• DIRECTIONS:
From the implant stability abstract below, list each quantity that the comparative computational analysis examined at the interface between the bone and the implant stem.

• PAGE EXTRACT:
Primary Stability Assessment of Patient-Specific Transfemoral Osseointegrated Implants During Static Load-Bearing Exercise: A Comparative Analysis

Abstract

The long-term effectiveness of osseointegrated implants is heavily dependent on the short-term stability, primarily achieved immediately after surgery through a mechanical connection between the bone and the implant. The most common implant designs nowadays are straight and rely on screw or press-fit fixtures. Despite the promising results achieved by current transfemoral implants, the incidence of early failures and complications is still high. Starting from the hypothesis that a patient-specific approach could lead to better primary stability immediately post-surgery, this study aims to investigate the effect of implant design on primary stability. This was performed by analyzing two patient-specific implants, customized according to the medullary canal morphology, and a simple straight implant as the reference standard. To quantitatively assess the primary stability, a comparative computational analysis was conducted to examine the effective contact area, the relative micromotion, and the stress distribution at the interface between the bone and the implant stem during a static load-bearing exercise. The results showed that implants that follow the curvature of the residual femur provide lower micromotion values and a wider contact area, with a reduction of up to 30.4% and an increase of 10.8%, respectively, compared to the straight design, leading to a more homogeneous load distribution. Patient-specific prosthetic implants allow a more homogenous contact distribution that could lead to higher primary stability by reducing micromotion at the bone-implant interface concerning the straight profile, lowering the risk of loosening related to the short-term stability.

• DATA SHOWN:
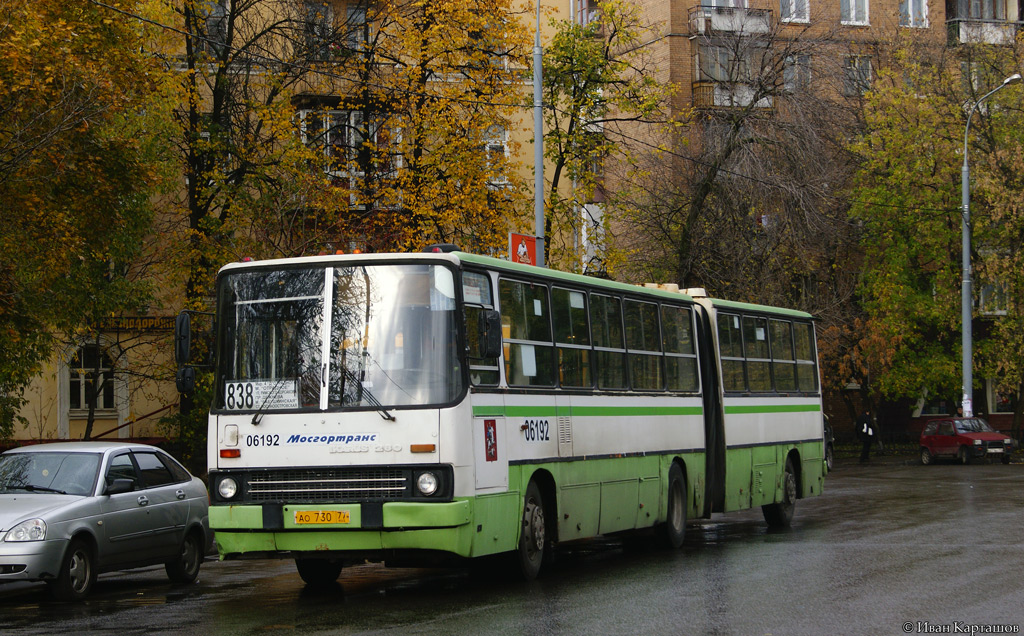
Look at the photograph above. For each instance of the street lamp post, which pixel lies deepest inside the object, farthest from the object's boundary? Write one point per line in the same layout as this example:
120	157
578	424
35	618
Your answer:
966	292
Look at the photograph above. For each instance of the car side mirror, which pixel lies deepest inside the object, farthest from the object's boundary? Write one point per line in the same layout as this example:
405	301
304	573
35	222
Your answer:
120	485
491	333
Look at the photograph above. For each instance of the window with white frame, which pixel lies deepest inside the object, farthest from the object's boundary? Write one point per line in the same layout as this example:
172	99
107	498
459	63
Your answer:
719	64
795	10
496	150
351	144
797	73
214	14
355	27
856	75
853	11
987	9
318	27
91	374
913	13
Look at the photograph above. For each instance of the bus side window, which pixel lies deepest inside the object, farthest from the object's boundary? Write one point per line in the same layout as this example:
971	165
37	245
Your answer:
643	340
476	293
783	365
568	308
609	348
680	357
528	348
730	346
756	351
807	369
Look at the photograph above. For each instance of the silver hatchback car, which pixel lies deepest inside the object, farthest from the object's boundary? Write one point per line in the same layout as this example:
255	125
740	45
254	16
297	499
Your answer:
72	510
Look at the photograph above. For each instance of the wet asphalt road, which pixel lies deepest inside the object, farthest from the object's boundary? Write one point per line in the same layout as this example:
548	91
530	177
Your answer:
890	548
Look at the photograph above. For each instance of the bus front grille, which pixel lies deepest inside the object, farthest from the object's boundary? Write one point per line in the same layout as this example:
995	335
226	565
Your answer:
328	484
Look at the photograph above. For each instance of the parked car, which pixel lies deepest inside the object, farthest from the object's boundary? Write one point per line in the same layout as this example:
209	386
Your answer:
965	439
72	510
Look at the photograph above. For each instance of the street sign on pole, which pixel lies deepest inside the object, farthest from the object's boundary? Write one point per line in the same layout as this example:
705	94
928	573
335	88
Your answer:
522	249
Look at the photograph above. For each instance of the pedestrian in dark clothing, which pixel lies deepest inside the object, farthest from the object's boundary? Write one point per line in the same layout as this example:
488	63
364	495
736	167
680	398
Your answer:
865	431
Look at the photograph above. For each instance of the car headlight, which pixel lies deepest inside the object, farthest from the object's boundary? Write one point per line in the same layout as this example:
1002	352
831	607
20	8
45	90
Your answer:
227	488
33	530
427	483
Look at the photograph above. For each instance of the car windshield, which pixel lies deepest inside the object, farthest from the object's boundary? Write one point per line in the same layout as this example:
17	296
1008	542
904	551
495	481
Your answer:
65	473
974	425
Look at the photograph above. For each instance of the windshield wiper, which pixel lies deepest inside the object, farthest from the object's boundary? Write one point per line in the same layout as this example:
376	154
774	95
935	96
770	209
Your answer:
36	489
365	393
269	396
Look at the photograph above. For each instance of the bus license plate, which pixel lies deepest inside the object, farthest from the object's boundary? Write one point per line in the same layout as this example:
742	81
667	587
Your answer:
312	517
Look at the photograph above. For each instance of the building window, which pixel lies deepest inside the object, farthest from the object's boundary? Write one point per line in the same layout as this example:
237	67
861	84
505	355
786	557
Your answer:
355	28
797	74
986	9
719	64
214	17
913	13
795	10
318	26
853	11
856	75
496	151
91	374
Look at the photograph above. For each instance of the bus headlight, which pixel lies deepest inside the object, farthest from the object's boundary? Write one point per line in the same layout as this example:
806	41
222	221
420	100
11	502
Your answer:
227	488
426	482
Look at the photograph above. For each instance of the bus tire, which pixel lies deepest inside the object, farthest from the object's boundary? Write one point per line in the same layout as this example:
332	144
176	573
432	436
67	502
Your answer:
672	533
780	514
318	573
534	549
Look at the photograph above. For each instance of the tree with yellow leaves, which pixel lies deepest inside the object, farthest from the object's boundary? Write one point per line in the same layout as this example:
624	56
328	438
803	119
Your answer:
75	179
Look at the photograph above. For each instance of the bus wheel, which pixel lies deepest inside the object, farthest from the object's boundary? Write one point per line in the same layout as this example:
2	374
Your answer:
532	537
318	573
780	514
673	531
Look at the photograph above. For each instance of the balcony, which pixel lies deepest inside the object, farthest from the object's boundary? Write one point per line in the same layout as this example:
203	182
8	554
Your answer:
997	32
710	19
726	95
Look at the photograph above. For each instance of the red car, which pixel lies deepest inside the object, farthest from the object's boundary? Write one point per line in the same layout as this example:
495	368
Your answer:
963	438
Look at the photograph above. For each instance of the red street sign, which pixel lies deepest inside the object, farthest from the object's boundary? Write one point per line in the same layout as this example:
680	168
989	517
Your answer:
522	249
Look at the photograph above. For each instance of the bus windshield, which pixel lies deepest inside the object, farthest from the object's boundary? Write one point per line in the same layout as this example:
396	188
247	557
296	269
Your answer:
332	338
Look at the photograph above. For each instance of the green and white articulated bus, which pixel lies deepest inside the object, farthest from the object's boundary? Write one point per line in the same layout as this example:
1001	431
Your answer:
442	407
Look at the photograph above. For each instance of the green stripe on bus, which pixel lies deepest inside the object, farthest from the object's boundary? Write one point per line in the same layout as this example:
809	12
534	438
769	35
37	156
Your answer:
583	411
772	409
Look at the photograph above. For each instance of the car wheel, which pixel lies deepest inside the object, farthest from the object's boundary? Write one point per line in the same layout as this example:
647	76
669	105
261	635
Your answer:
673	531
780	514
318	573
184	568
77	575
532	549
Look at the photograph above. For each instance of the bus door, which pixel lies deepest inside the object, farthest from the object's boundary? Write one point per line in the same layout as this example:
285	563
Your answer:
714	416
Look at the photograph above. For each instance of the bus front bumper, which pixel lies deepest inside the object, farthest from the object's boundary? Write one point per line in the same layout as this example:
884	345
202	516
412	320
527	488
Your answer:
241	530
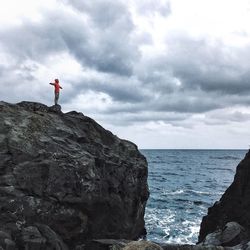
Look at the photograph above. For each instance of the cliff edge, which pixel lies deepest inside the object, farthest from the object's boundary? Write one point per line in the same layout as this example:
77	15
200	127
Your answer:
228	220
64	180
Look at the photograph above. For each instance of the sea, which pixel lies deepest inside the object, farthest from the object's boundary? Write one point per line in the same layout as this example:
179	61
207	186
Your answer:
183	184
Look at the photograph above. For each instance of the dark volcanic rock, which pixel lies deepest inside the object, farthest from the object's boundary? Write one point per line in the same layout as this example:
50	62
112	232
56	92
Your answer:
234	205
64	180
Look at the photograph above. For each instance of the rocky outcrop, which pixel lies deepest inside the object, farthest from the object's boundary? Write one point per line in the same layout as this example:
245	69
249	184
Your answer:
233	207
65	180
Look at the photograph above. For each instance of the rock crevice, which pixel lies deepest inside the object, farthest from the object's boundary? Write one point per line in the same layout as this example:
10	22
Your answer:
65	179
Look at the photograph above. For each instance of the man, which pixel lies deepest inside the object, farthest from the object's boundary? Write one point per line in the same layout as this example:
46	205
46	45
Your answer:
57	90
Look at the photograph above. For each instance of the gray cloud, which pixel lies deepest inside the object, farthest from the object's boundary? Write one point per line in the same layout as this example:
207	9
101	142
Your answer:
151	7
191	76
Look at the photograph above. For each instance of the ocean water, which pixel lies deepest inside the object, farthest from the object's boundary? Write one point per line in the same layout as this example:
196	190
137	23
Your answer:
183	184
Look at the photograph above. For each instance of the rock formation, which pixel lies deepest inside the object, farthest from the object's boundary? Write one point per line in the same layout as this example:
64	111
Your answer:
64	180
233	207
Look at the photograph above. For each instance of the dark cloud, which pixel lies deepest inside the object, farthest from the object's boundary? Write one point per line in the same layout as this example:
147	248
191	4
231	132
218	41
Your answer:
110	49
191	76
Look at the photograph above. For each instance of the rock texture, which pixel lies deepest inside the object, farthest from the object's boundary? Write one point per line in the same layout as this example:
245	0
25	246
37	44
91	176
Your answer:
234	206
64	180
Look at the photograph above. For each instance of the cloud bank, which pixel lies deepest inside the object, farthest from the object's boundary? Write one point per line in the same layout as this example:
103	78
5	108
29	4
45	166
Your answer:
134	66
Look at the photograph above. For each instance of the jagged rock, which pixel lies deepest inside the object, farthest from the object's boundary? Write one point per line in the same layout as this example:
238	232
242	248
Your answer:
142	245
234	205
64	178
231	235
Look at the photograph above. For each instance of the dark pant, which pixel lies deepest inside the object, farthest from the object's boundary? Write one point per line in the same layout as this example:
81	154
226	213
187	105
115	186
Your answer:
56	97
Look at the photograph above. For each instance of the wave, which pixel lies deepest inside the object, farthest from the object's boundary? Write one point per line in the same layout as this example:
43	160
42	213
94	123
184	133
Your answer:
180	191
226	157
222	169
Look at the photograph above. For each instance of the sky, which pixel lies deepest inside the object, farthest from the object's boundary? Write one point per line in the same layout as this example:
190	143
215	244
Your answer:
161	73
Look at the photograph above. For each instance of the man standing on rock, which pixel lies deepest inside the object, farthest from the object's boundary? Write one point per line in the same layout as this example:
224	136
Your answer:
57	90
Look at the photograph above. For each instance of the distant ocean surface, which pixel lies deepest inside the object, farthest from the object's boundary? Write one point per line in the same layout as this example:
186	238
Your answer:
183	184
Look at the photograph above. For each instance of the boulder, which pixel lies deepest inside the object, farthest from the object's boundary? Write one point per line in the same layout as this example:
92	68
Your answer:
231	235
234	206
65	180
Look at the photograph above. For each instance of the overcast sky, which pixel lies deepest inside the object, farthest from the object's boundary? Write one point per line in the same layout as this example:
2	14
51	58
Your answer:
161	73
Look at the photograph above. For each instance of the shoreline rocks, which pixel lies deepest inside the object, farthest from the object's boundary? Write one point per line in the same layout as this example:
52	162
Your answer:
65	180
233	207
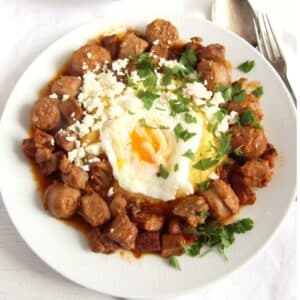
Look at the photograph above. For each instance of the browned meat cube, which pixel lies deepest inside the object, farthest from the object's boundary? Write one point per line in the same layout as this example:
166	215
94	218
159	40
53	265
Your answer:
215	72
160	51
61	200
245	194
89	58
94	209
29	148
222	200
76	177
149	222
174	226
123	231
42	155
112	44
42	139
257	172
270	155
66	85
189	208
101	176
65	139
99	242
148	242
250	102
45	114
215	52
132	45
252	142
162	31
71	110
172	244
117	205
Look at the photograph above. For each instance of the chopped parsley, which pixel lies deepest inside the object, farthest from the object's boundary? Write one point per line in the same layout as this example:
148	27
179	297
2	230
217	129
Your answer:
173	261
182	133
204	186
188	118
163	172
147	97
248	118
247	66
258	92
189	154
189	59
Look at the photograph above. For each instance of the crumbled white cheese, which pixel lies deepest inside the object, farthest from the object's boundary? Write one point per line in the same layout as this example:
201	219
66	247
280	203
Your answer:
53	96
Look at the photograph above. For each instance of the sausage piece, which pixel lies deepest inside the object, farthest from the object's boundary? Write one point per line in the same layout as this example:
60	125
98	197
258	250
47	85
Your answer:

• TASK SOLUTION:
- The effective contact area
- The relative micromotion
- The stress distribution